====== Excerpt provided ======
Passenger load factor, or load factor, measures the capacity utilization of public transport services like airlines, passenger railways, and intercity bus services. It is generally used to assess how efficiently a transport provider fills seats and generates fare revenue.

According to the International Air Transport Association, the worldwide load factor for the passenger airline industry during 2015 was 79.7%.

==Overview==
Passenger load factor is an important parameter for the assessment of the performance of any transport system. Almost all transport systems have high fixed costs, and these costs can only be recovered through selling tickets. Airlines often calculate a load factor at which the airline will break even; this is called the break-even load factor. At a load factor lower than the break even level, the airline will lose money, and above will record a profit.

The environmental performance of any transport mode improves as the load factor increases. The weight of passengers is normally a small part of the total weight of any transport vehicle, so increasing the number of passengers changes the emissions and fuel consumption to only a small degree. As a vehicle is more highly loaded, the fuel consumed per passenger drops, and fully loaded transport vehicles can be very fuel efficient.

Very heavy loading of a transport vehicle is described as a crush load. Crush loading is a very high level of loading where passengers are crushed against one another. Commenting in May 2017 on the United Express Flight 3411 incident, in which a passenger was forcibly removed, investor Warren Buffett said that passenger demand for cheap flights was resulting in high load factors, resulting in "a fair amount of discomfort."
======
**What to work on:**
a) Answer these from the passage on passenger load factor, one per line:
(i) What worldwide load factor did the International Air Transport Association give for the passenger airline industry during 2015?
(ii) What name is given to the load factor at which an airline will break even?
(iii) What term describes very heavy loading of a transport vehicle?
b) Go on with the passage on passenger load factor, starting after its final sentence.
The records are not needed for anything here.
====== Information given ======
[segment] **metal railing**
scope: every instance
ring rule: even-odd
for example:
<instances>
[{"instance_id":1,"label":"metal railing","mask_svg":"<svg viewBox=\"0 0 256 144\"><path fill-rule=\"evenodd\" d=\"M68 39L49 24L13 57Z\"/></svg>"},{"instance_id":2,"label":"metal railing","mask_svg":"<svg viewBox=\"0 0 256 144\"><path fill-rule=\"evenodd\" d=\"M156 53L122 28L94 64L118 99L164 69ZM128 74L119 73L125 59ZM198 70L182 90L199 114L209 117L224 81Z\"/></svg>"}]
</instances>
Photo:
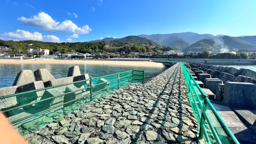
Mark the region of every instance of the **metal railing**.
<instances>
[{"instance_id":1,"label":"metal railing","mask_svg":"<svg viewBox=\"0 0 256 144\"><path fill-rule=\"evenodd\" d=\"M207 144L239 144L204 92L182 62L189 101L198 123L200 139Z\"/></svg>"},{"instance_id":2,"label":"metal railing","mask_svg":"<svg viewBox=\"0 0 256 144\"><path fill-rule=\"evenodd\" d=\"M35 122L37 117L60 117L131 83L144 84L144 71L131 70L1 96L0 110L14 125L22 127L22 124L34 121L35 126L39 128L42 122ZM5 104L11 103L11 106ZM56 112L60 109L60 113ZM48 115L56 112L57 116ZM26 130L35 130L30 128L26 128Z\"/></svg>"}]
</instances>

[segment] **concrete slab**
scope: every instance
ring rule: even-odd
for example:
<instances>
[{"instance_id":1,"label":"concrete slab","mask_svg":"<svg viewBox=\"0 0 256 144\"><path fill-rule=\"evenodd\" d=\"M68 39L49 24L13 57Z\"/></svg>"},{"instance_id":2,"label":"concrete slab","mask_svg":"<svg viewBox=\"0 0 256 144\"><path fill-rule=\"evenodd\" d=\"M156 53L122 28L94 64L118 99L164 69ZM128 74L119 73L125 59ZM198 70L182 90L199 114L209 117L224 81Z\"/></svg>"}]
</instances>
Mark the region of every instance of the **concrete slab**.
<instances>
[{"instance_id":1,"label":"concrete slab","mask_svg":"<svg viewBox=\"0 0 256 144\"><path fill-rule=\"evenodd\" d=\"M215 99L215 95L210 90L205 88L201 88L204 92L204 93L208 95L209 100L214 100Z\"/></svg>"},{"instance_id":2,"label":"concrete slab","mask_svg":"<svg viewBox=\"0 0 256 144\"><path fill-rule=\"evenodd\" d=\"M204 88L204 83L200 81L196 81L200 87Z\"/></svg>"},{"instance_id":3,"label":"concrete slab","mask_svg":"<svg viewBox=\"0 0 256 144\"><path fill-rule=\"evenodd\" d=\"M55 79L46 68L40 68L34 72L36 81L42 81L45 82Z\"/></svg>"},{"instance_id":4,"label":"concrete slab","mask_svg":"<svg viewBox=\"0 0 256 144\"><path fill-rule=\"evenodd\" d=\"M22 70L17 75L12 86L20 86L32 83L34 81L32 70Z\"/></svg>"},{"instance_id":5,"label":"concrete slab","mask_svg":"<svg viewBox=\"0 0 256 144\"><path fill-rule=\"evenodd\" d=\"M226 82L223 102L236 108L256 109L256 84L250 83Z\"/></svg>"}]
</instances>

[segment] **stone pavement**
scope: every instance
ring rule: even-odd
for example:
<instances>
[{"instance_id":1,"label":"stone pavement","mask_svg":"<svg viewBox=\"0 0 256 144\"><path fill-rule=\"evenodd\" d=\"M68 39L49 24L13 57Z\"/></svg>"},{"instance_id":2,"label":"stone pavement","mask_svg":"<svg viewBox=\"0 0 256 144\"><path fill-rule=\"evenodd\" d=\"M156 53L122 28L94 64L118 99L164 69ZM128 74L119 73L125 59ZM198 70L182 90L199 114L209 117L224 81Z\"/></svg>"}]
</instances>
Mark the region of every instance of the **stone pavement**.
<instances>
[{"instance_id":1,"label":"stone pavement","mask_svg":"<svg viewBox=\"0 0 256 144\"><path fill-rule=\"evenodd\" d=\"M25 136L31 144L197 143L180 63Z\"/></svg>"}]
</instances>

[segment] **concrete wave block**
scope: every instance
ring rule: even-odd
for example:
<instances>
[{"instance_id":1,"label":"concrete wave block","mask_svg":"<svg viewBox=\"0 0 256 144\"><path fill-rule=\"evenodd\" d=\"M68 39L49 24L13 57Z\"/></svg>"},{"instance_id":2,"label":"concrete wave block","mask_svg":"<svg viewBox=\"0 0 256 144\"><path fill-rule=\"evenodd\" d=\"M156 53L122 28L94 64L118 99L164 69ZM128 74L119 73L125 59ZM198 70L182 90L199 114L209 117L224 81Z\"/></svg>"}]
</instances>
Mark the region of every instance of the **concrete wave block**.
<instances>
[{"instance_id":1,"label":"concrete wave block","mask_svg":"<svg viewBox=\"0 0 256 144\"><path fill-rule=\"evenodd\" d=\"M244 69L239 75L256 79L256 72L249 69Z\"/></svg>"},{"instance_id":2,"label":"concrete wave block","mask_svg":"<svg viewBox=\"0 0 256 144\"><path fill-rule=\"evenodd\" d=\"M40 100L64 94L64 93L62 92L62 88L60 88L59 87L46 90L44 91ZM39 102L35 105L35 108L36 110L38 111L46 110L48 109L51 109L51 110L52 111L57 110L63 108L63 105L61 104L63 103L64 99L63 95L56 98L50 99L44 101ZM54 107L59 105L61 105L54 108Z\"/></svg>"},{"instance_id":3,"label":"concrete wave block","mask_svg":"<svg viewBox=\"0 0 256 144\"><path fill-rule=\"evenodd\" d=\"M75 66L69 68L68 69L68 77L80 76L80 69L78 66Z\"/></svg>"},{"instance_id":4,"label":"concrete wave block","mask_svg":"<svg viewBox=\"0 0 256 144\"><path fill-rule=\"evenodd\" d=\"M212 77L213 78L218 78L219 76L221 73L221 72L218 71L218 70L214 70L214 71L212 71L211 73L211 76L212 76Z\"/></svg>"},{"instance_id":5,"label":"concrete wave block","mask_svg":"<svg viewBox=\"0 0 256 144\"><path fill-rule=\"evenodd\" d=\"M28 84L18 87L17 91L18 92L22 92L32 90L37 90L44 88L44 83L43 81L37 81ZM36 100L39 100L42 96L44 90L36 92L31 92L24 94L22 93L17 94L16 99L18 105L25 105L33 102ZM27 106L23 107L25 110L28 110L33 108L32 105Z\"/></svg>"},{"instance_id":6,"label":"concrete wave block","mask_svg":"<svg viewBox=\"0 0 256 144\"><path fill-rule=\"evenodd\" d=\"M223 84L223 82L220 80L208 80L205 81L205 84L204 87L209 89L216 95L216 90L218 84Z\"/></svg>"},{"instance_id":7,"label":"concrete wave block","mask_svg":"<svg viewBox=\"0 0 256 144\"><path fill-rule=\"evenodd\" d=\"M198 77L198 74L203 74L204 73L202 70L198 70L197 71L196 71L195 72L195 75L197 77Z\"/></svg>"},{"instance_id":8,"label":"concrete wave block","mask_svg":"<svg viewBox=\"0 0 256 144\"><path fill-rule=\"evenodd\" d=\"M218 78L225 83L227 82L234 82L236 80L236 77L229 74L222 72Z\"/></svg>"},{"instance_id":9,"label":"concrete wave block","mask_svg":"<svg viewBox=\"0 0 256 144\"><path fill-rule=\"evenodd\" d=\"M204 84L204 85L205 84L204 83L204 79L205 78L212 78L212 77L211 76L211 75L210 74L199 74L198 75L198 76L199 78L198 79L199 80L202 82Z\"/></svg>"},{"instance_id":10,"label":"concrete wave block","mask_svg":"<svg viewBox=\"0 0 256 144\"><path fill-rule=\"evenodd\" d=\"M96 86L93 86L93 92L98 91L106 91L108 89L107 88L110 85L110 82L107 82L108 81L103 78L99 79L97 82L96 84L99 84ZM105 83L106 82L106 83Z\"/></svg>"},{"instance_id":11,"label":"concrete wave block","mask_svg":"<svg viewBox=\"0 0 256 144\"><path fill-rule=\"evenodd\" d=\"M239 71L239 70L236 68L234 68L232 67L230 67L228 68L228 69L224 72L234 75Z\"/></svg>"},{"instance_id":12,"label":"concrete wave block","mask_svg":"<svg viewBox=\"0 0 256 144\"><path fill-rule=\"evenodd\" d=\"M18 86L12 86L0 88L0 97L14 94L18 92ZM17 104L16 96L2 99L0 100L0 109L10 108Z\"/></svg>"},{"instance_id":13,"label":"concrete wave block","mask_svg":"<svg viewBox=\"0 0 256 144\"><path fill-rule=\"evenodd\" d=\"M35 81L33 73L31 70L22 70L17 75L13 86L20 86Z\"/></svg>"},{"instance_id":14,"label":"concrete wave block","mask_svg":"<svg viewBox=\"0 0 256 144\"><path fill-rule=\"evenodd\" d=\"M219 84L217 85L217 88L216 89L216 96L215 97L215 100L220 101L223 100L224 85L224 84Z\"/></svg>"},{"instance_id":15,"label":"concrete wave block","mask_svg":"<svg viewBox=\"0 0 256 144\"><path fill-rule=\"evenodd\" d=\"M248 83L227 82L223 103L229 106L256 109L256 84Z\"/></svg>"},{"instance_id":16,"label":"concrete wave block","mask_svg":"<svg viewBox=\"0 0 256 144\"><path fill-rule=\"evenodd\" d=\"M42 81L45 82L55 79L46 68L40 68L34 72L35 77L36 81Z\"/></svg>"}]
</instances>

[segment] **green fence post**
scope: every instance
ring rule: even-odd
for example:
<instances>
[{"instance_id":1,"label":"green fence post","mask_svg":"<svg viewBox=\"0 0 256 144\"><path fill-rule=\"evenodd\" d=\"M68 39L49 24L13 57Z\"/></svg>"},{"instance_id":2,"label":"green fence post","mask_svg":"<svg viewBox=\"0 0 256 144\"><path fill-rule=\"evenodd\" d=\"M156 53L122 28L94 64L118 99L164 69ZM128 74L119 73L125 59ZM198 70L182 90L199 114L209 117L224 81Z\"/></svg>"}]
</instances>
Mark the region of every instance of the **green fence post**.
<instances>
[{"instance_id":1,"label":"green fence post","mask_svg":"<svg viewBox=\"0 0 256 144\"><path fill-rule=\"evenodd\" d=\"M204 137L204 132L203 131L203 128L205 124L205 118L204 115L204 114L206 113L206 106L207 105L207 99L208 98L208 96L207 95L204 95L204 103L203 105L202 108L202 114L201 116L201 120L200 121L200 130L199 133L199 136L200 138L203 139ZM207 133L205 133L205 135L207 134ZM209 142L209 141L207 141Z\"/></svg>"},{"instance_id":2,"label":"green fence post","mask_svg":"<svg viewBox=\"0 0 256 144\"><path fill-rule=\"evenodd\" d=\"M132 72L132 83L133 83L133 70Z\"/></svg>"},{"instance_id":3,"label":"green fence post","mask_svg":"<svg viewBox=\"0 0 256 144\"><path fill-rule=\"evenodd\" d=\"M118 73L118 79L117 79L117 83L118 83L118 84L117 85L117 88L118 89L119 89L119 73Z\"/></svg>"},{"instance_id":4,"label":"green fence post","mask_svg":"<svg viewBox=\"0 0 256 144\"><path fill-rule=\"evenodd\" d=\"M143 70L143 78L142 78L142 79L143 79L142 80L143 81L142 81L142 84L144 84L144 71Z\"/></svg>"},{"instance_id":5,"label":"green fence post","mask_svg":"<svg viewBox=\"0 0 256 144\"><path fill-rule=\"evenodd\" d=\"M92 78L90 78L90 101L92 101Z\"/></svg>"}]
</instances>

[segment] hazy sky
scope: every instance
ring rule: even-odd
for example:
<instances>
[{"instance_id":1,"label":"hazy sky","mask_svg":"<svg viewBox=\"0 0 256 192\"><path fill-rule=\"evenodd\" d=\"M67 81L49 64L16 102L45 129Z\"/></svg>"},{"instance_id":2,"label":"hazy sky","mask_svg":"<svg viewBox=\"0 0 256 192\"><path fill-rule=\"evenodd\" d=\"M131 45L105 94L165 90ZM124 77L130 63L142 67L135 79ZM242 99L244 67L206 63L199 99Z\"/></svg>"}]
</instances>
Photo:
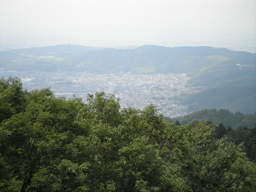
======
**Your responses:**
a)
(i) 79.7%
(ii) The break-even load factor
(iii) A crush load

b)
== Economic role ==

=== Yield vs. load factor ===
While a high passenger load factor indicates high capacity utilization, it does not automatically guarantee profitability. Transport providers, particularly airlines, rely on yield management and dynamic pricing to balance the trade-off between load factor (the proportion of seats filled) and yield (the average revenue earned per passenger-kilometer).

An airline can achieve a 100% load factor by heavily discounting ticket prices, but if the resulting yield drops below the cost per available seat-kilometer (CASK), the flight will operate at a loss despite being full. Conversely, a lower load factor combined with high-yield business passengers or peak-time pricing can generate higher net profits. The relationship between yield, load factor, and revenue per available seat-kilometer (RASM) is expressed as:

$\text{RASM} = \text{Yield} \times \text{Passenger Load Factor}$

As a result, modern transport economics focuses on optimizing total revenue (RASM) rather than maximizing the passenger load factor in isolation.

== Definition and calculation ==
In public transport and commercial aviation, passenger load factor is formally defined as the ratio of revenue passenger kilometres (RPK) to available seat kilometres (ASK):

$\text{Passenger Load Factor} = \frac{\text{RPK}}{\text{ASK}}$

The core components of the metric are:
- Revenue passenger kilometres (RPK) (or Revenue Passenger Miles, RPM) measures actual passenger traffic by multiplying the number of revenue-paying passengers by the distance travelled in kilometres.
- Available seat kilometres (ASK) (or Available Seat Miles, ASM) measures total available passenger capacity by multiplying the total number of seats available for sale by the distance travelled in kilometres.

=== Example ===
Suppose an airline operates 5 scheduled flights on a given day over a route of 200 kilometres using aircraft configured with 100 seats. If the airline sells 60 tickets for each flight, the load factor is calculated as follows:

- RPK: $5 \text{ flights} \times 200 \text{ km} \times 60 \text{ passengers} = 60{,}000 \text{ passenger-km}$
- ASK: $5 \text{ flights} \times 200 \text{ km} \times 100 \text{ seats} = 100{,}000 \text{ seat-km}$

$\text{Passenger Load Factor} = \frac{60{,}000 \text{ RPK}}{100{,}000 \text{ ASK}} = 0.60 = 60\%$

Thus, during that day, the airline achieved an overall passenger load factor of 60%.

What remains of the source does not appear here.